Data extracted from a collection:
* * * *
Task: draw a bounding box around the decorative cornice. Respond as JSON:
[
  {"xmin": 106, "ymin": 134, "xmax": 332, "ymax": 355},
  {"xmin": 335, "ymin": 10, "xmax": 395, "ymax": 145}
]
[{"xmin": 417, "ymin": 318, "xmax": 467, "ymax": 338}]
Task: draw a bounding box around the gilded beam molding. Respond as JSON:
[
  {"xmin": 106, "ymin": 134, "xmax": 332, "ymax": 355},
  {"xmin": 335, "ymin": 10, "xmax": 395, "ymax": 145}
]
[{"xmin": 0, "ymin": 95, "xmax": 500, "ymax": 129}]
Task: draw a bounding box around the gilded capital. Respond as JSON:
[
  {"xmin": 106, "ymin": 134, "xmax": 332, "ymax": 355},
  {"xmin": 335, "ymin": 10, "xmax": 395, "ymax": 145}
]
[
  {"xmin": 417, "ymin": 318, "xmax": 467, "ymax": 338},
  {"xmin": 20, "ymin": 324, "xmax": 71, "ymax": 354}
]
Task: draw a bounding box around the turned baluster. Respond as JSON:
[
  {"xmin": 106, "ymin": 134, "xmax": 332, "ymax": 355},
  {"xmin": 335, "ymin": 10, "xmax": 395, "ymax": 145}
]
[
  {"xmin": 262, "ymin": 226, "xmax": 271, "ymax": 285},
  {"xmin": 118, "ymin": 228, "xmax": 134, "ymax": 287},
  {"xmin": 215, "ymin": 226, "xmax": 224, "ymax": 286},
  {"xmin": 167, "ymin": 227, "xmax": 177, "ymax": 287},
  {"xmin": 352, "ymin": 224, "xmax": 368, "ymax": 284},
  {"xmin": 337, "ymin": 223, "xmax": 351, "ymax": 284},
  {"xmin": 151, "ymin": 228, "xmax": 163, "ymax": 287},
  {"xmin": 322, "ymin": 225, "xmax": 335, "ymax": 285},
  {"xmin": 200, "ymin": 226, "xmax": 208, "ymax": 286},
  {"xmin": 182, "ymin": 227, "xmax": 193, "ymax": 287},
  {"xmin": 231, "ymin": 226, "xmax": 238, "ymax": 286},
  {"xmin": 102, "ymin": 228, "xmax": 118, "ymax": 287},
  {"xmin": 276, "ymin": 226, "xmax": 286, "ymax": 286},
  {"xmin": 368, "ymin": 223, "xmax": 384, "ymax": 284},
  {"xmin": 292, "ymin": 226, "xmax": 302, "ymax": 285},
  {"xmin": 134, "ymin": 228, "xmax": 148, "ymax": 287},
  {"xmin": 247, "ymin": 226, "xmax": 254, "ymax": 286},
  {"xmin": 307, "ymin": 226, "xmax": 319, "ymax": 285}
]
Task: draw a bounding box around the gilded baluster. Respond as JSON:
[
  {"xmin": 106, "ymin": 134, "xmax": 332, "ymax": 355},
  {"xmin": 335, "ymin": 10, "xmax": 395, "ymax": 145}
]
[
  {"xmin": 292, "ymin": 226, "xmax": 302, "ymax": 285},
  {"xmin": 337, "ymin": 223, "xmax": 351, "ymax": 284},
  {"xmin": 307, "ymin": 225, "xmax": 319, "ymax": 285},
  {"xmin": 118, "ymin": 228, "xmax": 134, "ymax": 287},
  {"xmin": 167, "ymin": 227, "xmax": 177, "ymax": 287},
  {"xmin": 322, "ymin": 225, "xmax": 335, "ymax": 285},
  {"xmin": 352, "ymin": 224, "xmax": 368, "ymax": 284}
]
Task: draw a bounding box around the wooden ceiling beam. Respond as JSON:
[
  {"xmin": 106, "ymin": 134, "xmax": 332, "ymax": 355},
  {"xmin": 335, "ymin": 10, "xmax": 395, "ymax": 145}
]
* * * *
▶ DO THIS: Write out the data exactly as it stands.

▶ ANSWER TO THE EXERCISE:
Task: draw a bounding box around the decorative cornice. Respond as JSON:
[
  {"xmin": 106, "ymin": 134, "xmax": 332, "ymax": 355},
  {"xmin": 335, "ymin": 10, "xmax": 395, "ymax": 145}
]
[{"xmin": 417, "ymin": 318, "xmax": 467, "ymax": 338}]
Task: draw a bounding box around the gilded beam molding. Respond as JSON:
[
  {"xmin": 106, "ymin": 134, "xmax": 332, "ymax": 355},
  {"xmin": 335, "ymin": 10, "xmax": 395, "ymax": 145}
]
[{"xmin": 0, "ymin": 95, "xmax": 500, "ymax": 129}]
Task: draw a bounding box around the gilded capital. Respond as JSON:
[
  {"xmin": 106, "ymin": 134, "xmax": 332, "ymax": 355},
  {"xmin": 335, "ymin": 10, "xmax": 395, "ymax": 145}
]
[
  {"xmin": 417, "ymin": 318, "xmax": 467, "ymax": 338},
  {"xmin": 20, "ymin": 324, "xmax": 71, "ymax": 354}
]
Task: draw a bounding box around the turned baluster. Respond as JSON:
[
  {"xmin": 106, "ymin": 134, "xmax": 332, "ymax": 355},
  {"xmin": 335, "ymin": 10, "xmax": 395, "ymax": 145}
]
[
  {"xmin": 262, "ymin": 226, "xmax": 271, "ymax": 285},
  {"xmin": 118, "ymin": 228, "xmax": 134, "ymax": 287},
  {"xmin": 215, "ymin": 226, "xmax": 224, "ymax": 286},
  {"xmin": 167, "ymin": 227, "xmax": 177, "ymax": 287},
  {"xmin": 352, "ymin": 224, "xmax": 368, "ymax": 284},
  {"xmin": 337, "ymin": 223, "xmax": 351, "ymax": 284},
  {"xmin": 151, "ymin": 228, "xmax": 163, "ymax": 287},
  {"xmin": 322, "ymin": 225, "xmax": 335, "ymax": 285},
  {"xmin": 200, "ymin": 226, "xmax": 208, "ymax": 286},
  {"xmin": 182, "ymin": 227, "xmax": 193, "ymax": 287},
  {"xmin": 231, "ymin": 226, "xmax": 238, "ymax": 286},
  {"xmin": 102, "ymin": 228, "xmax": 118, "ymax": 287},
  {"xmin": 276, "ymin": 226, "xmax": 286, "ymax": 286},
  {"xmin": 368, "ymin": 223, "xmax": 384, "ymax": 284},
  {"xmin": 292, "ymin": 226, "xmax": 302, "ymax": 285},
  {"xmin": 134, "ymin": 228, "xmax": 148, "ymax": 287},
  {"xmin": 247, "ymin": 226, "xmax": 254, "ymax": 286},
  {"xmin": 307, "ymin": 226, "xmax": 319, "ymax": 285}
]
Task: draw a bounding box around the gilded baluster. Respond as JSON:
[
  {"xmin": 106, "ymin": 134, "xmax": 332, "ymax": 355},
  {"xmin": 335, "ymin": 10, "xmax": 395, "ymax": 145}
]
[
  {"xmin": 292, "ymin": 226, "xmax": 302, "ymax": 285},
  {"xmin": 337, "ymin": 223, "xmax": 351, "ymax": 284},
  {"xmin": 307, "ymin": 225, "xmax": 319, "ymax": 285},
  {"xmin": 118, "ymin": 228, "xmax": 134, "ymax": 287},
  {"xmin": 167, "ymin": 227, "xmax": 177, "ymax": 287},
  {"xmin": 322, "ymin": 225, "xmax": 335, "ymax": 285},
  {"xmin": 352, "ymin": 224, "xmax": 368, "ymax": 284}
]
Task: draw a bounding box around the wooden ceiling beam. Respond as JSON:
[
  {"xmin": 106, "ymin": 134, "xmax": 332, "ymax": 355},
  {"xmin": 335, "ymin": 10, "xmax": 395, "ymax": 145}
]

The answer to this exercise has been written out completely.